Each entry below should be printed exactly as given.
──────
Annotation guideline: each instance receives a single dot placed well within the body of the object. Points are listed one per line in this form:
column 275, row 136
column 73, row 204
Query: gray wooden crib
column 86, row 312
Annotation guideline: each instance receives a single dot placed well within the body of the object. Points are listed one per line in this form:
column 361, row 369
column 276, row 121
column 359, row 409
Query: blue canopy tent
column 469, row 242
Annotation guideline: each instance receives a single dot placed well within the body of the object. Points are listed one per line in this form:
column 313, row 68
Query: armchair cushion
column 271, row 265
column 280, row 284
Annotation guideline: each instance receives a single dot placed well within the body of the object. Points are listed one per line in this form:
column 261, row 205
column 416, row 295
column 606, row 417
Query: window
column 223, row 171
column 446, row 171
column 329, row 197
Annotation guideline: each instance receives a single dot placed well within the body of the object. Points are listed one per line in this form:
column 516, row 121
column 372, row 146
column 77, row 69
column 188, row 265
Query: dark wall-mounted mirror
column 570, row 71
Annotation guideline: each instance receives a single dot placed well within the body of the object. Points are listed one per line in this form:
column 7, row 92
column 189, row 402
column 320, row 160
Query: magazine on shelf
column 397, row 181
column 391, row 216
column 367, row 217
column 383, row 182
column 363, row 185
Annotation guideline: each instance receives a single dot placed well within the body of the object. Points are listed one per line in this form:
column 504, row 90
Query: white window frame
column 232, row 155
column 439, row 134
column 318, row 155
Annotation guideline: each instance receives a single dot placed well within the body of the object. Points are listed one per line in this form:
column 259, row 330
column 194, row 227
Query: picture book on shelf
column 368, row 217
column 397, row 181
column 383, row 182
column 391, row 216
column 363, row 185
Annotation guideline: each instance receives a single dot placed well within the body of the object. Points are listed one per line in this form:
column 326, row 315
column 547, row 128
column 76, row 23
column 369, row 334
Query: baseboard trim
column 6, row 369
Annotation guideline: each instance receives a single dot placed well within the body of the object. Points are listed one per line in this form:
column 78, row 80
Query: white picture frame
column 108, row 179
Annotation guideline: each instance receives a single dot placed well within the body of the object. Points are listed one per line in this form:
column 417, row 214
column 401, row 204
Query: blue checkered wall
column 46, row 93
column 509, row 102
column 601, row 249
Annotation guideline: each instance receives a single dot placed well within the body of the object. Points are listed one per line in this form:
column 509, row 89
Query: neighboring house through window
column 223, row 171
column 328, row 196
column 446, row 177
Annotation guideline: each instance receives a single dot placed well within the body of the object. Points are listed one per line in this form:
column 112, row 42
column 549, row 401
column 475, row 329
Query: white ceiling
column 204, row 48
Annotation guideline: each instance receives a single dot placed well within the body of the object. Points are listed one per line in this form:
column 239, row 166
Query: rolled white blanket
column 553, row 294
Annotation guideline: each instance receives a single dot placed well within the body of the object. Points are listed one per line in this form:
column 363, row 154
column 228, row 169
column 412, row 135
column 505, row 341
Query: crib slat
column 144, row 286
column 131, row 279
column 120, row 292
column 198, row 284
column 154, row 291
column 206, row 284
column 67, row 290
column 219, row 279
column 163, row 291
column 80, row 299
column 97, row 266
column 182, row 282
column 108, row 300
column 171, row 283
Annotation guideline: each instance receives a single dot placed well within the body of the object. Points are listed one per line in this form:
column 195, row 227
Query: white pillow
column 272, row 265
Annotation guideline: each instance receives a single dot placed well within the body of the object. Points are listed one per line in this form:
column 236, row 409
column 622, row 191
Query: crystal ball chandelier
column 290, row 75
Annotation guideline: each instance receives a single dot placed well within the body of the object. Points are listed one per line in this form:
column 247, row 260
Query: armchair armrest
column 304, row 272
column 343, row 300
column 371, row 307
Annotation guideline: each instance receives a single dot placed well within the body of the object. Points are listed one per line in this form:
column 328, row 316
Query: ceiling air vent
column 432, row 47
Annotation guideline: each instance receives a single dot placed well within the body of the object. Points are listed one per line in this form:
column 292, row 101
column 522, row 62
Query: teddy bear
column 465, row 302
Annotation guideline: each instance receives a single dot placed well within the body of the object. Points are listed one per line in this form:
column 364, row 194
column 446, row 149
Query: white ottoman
──────
* [Output below]
Annotation guideline: each instance receives a single dot placed well within the body of the object. Points are listed one per line in this form:
column 275, row 136
column 73, row 204
Query: gray wooden crib
column 86, row 312
Annotation guideline: each instance receives a single dot placed well within the body of the object. Points are listed one per line in this form:
column 361, row 369
column 276, row 121
column 359, row 409
Query: blue canopy tent
column 469, row 242
Annotation guideline: each instance receives a single dot placed well within the body of the object. Points are listed one per line in this form:
column 313, row 68
Query: armchair cushion
column 271, row 265
column 280, row 284
Annotation guideline: each instance receives a single dot placed well within the body of the object. Points are listed one per line in this form:
column 261, row 205
column 416, row 295
column 606, row 417
Query: window
column 223, row 171
column 446, row 171
column 329, row 197
Annotation guideline: each instance receives a single dot placed well within the body of the object. Points are listed one per line in this form:
column 516, row 121
column 372, row 146
column 77, row 69
column 188, row 265
Query: dark wall-mounted mirror
column 570, row 71
Annotation guideline: each instance receives a single dot placed well within the body of the object. Points are listed one per line in this form:
column 7, row 92
column 189, row 402
column 320, row 160
Query: magazine on shelf
column 397, row 181
column 391, row 216
column 367, row 217
column 383, row 182
column 363, row 185
Annotation guideline: each instance receives a single dot placed well within the body of the object. Points are listed one per line in this form:
column 504, row 90
Query: white window frame
column 232, row 155
column 439, row 134
column 318, row 155
Annotation guideline: each instance receives a single dot placed well within the body of the object. Points are listed one per line in this form:
column 259, row 330
column 194, row 227
Query: picture book on shelf
column 368, row 217
column 397, row 181
column 383, row 182
column 391, row 216
column 363, row 185
Annotation guideline: each instance receives a single dot placed well within the body of the object. Points are listed one per line in this form:
column 326, row 315
column 547, row 128
column 76, row 23
column 369, row 334
Query: baseboard trim
column 6, row 369
Annotation guideline: each instance receives a single dot placed well within the body of the object. Points are listed one per line in this form:
column 78, row 80
Query: white picture frame
column 108, row 179
Annotation guideline: each instance receives a single dot placed well within the body of the object. Points are listed one per line in this form:
column 417, row 214
column 401, row 204
Query: blue checkered wall
column 46, row 93
column 509, row 102
column 601, row 249
Annotation guideline: each instance receives a single dot placed well within the body of the object. Points are listed one per line in this form:
column 509, row 89
Query: neighboring house through window
column 223, row 171
column 328, row 196
column 446, row 177
Annotation guideline: each instance receives a single dot placed well within the body of the object. Points are listed one per line in this form:
column 112, row 42
column 549, row 401
column 475, row 329
Query: white ceiling
column 204, row 48
Annotation guideline: each instance receives a single dot placed well within the body of the object. Points are listed one per line in this form:
column 239, row 166
Query: rolled white blanket
column 553, row 294
Annotation guideline: each instance receives a single dot placed well within the body of the object. Points are listed one per line in this form:
column 363, row 154
column 228, row 169
column 412, row 135
column 505, row 341
Query: crib slat
column 144, row 286
column 131, row 279
column 120, row 292
column 198, row 284
column 154, row 291
column 206, row 284
column 67, row 290
column 219, row 279
column 163, row 291
column 80, row 299
column 97, row 266
column 182, row 282
column 108, row 300
column 171, row 283
Annotation guideline: each instance receives a single dot placed well within the body of the object. Points are listed one per line in this form:
column 195, row 227
Query: white pillow
column 272, row 265
Annotation guideline: each instance receives a single dot placed well within the body of the object. Points are listed one per line in this form:
column 236, row 409
column 622, row 191
Query: crystal ball chandelier
column 290, row 75
Annotation guideline: each instance receives a single dot placed well within the body of the object. Points are listed one per line in this form:
column 247, row 260
Query: armchair armrest
column 304, row 272
column 343, row 300
column 371, row 307
Annotation guideline: each instance receives a single dot placed well within the body of the object. Points are listed one per line in this form:
column 328, row 316
Query: ceiling air vent
column 432, row 47
Annotation guideline: each instance receives a single dot placed well within the body of the object. Points are listed one per line in this form:
column 292, row 101
column 522, row 62
Query: teddy bear
column 465, row 302
Annotation guideline: each instance receives a single dot placed well within the body of the object. Points are listed one per line in this form:
column 364, row 194
column 446, row 149
Query: white ottoman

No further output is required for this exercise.